- Problème à résoudre -
Répondez à ces questions à partir du texte sur l'élection présidentielle au Liban :
1. Combien de voix Jihad Azour a-t-il obtenues le 14 juin ?
2. En échange de quelle nomination la France soutenait-elle Sleiman Frangié ?
3. Quelle profession le texte attribue-t-il à Randa Takieddine ?

Depuis la fin du mandat de Michel Aoun, marqué par les pires crises institutionnelle, financière et économique qu’ait connu le Liban, le poste de président de la République est resté vacant. Dans cette quête pour élire un président capable de réformer le pays et bénéficiant d’un soutien international, les forces de l’opposition ont tenté de s’unifier, mais avec des résultats mitigés.

Le premier candidat, Michel Moawad, souverainiste, n’a pas réussi à convaincre une majorité de députés. En l’absence d’une alternative crédible, la France a misé sur une approche pragmatique, soutenant Sleiman Frangié (candidat du tandem chiite) pour la présidence de la République, en échange de la nomination de Nawaf Salam (souverainiste) à la présidence du conseil.

Cependant, suite aux résultats du 14 juin dernier – Frangié a obtenu 51 voix et Jihad Azour (candidat de l’opposition) 59 voix – Paris a-t-il réalisé que l’option Frangié n’est plus viable et que l’émergence de la seconde option, celle de Jihad Azour, nécessite un repositionnement de la diplomatie française?

Selon Randa Takieddine, journaliste basée à Paris, "l’Élysée ne soutient aucun candidat en particulier (y compris Sleiman Frangié) mais prône un consensus pour l’élection d’un président". "Aujourd’hui, précise-t-elle, le pays est divisé et la dégénérescence du Liban continue. La mission de Le Drian sera quasi impossible sans une entente entre plusieurs puissances mêlées au dossier libanais ". Mme Takieddine souligne que "l’option Frangié était sur la table étant donné qu’il n’y avait pas une alternative claire et crédible. Maintenant qu’une autre option se dessine (celle de Jihad Azour), Paris est ouvert à toute entente qui verrait l’élection d’un nouveau président", d’autant que Frangié manque cruellement de soutien chrétien à sa candidature.

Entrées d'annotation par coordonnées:
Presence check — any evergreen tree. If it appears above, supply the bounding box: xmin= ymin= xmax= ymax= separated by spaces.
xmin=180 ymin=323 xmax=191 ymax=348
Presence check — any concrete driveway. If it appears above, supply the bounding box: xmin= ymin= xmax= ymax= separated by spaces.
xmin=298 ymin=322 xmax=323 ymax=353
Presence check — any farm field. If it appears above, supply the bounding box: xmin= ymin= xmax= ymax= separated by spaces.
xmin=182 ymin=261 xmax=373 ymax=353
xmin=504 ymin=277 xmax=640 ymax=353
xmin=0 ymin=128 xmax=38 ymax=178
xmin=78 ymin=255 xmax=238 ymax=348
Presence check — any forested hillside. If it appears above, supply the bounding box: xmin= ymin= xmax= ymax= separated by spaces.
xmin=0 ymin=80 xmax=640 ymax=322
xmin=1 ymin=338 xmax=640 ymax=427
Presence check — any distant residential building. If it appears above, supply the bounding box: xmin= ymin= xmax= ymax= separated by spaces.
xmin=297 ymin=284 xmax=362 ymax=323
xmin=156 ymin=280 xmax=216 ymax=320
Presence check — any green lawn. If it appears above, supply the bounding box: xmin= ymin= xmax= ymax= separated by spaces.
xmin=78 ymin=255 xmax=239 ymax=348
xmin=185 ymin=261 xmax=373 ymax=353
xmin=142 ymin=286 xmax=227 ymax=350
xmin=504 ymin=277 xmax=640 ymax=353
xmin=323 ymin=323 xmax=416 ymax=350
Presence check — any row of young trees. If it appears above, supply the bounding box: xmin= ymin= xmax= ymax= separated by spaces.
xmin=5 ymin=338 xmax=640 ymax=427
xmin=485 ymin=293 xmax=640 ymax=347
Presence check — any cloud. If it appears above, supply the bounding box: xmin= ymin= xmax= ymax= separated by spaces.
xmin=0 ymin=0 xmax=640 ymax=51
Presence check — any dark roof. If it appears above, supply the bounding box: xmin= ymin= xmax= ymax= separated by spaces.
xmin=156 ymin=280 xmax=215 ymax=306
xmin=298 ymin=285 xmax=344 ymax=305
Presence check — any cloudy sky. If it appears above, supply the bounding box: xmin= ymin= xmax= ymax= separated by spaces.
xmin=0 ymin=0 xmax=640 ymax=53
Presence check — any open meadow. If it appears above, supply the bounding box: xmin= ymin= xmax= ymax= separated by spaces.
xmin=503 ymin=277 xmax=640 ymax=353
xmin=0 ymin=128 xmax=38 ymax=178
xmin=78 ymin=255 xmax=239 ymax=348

- Corrigé de l'exercice -
1. 59 voix.
2. La nomination de Nawaf Salam à la présidence du conseil.
3. Journaliste basée à Paris.